[RECORDS PROVIDED]
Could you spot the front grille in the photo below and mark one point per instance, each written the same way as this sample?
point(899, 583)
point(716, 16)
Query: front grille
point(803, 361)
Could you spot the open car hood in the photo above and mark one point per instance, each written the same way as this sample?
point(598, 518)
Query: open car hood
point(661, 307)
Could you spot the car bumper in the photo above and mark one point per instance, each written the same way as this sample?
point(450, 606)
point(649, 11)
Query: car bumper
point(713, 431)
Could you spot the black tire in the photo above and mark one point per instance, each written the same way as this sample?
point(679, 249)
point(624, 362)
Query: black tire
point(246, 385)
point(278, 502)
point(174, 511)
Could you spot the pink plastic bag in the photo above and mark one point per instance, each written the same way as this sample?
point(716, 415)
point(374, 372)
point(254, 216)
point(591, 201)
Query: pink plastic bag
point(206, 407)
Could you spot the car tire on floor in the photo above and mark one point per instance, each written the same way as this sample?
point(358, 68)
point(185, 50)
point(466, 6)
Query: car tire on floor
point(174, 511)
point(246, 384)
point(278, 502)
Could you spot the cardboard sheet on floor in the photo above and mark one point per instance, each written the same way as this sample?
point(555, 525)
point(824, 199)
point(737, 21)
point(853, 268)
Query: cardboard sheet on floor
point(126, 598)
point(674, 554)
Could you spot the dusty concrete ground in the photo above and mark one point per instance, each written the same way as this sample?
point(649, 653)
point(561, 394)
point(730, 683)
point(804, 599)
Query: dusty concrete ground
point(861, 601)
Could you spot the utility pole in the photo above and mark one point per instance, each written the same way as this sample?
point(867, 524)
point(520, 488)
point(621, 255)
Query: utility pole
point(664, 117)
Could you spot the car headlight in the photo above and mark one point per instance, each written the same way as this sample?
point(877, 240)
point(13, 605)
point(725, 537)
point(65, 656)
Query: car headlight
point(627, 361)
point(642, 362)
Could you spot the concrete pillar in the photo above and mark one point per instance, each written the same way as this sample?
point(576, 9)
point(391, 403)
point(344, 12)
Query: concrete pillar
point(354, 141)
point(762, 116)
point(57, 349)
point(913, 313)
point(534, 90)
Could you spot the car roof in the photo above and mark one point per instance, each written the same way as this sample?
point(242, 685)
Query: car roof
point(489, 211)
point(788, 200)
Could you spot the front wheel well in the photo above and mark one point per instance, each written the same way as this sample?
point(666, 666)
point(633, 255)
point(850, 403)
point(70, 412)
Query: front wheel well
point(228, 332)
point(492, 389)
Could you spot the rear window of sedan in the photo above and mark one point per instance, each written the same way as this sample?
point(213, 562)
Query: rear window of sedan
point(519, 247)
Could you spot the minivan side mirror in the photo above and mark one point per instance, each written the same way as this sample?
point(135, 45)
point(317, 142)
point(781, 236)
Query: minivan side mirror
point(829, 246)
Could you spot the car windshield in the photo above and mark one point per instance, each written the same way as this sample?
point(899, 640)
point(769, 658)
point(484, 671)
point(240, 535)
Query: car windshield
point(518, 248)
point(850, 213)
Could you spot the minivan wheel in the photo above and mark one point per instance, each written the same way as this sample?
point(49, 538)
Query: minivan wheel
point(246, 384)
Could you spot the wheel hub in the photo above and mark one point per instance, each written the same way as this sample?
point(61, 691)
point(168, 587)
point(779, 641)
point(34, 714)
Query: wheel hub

[TASK TO COMPLETE] Respond with the lines above, from the one that holds "point(317, 142)" to the end of the listing, each repeated exactly, and with no other material.

[WRITTEN ANSWER]
point(317, 142)
point(781, 236)
Query: minivan side mirror
point(829, 246)
Could you spot the car windshield in the photo above and mark one point per instance, each written the same way as this sample?
point(899, 640)
point(769, 658)
point(484, 671)
point(240, 535)
Query: car windshield
point(518, 248)
point(850, 213)
Could you spot the minivan wheel in the photo above and mark one point per instance, each written the same way as this sample?
point(49, 538)
Query: minivan wheel
point(246, 384)
Could you spot the wheel hub in the photo above and mark one point per instance, each written the same way as this sample?
point(61, 691)
point(168, 587)
point(779, 641)
point(34, 714)
Query: wheel hub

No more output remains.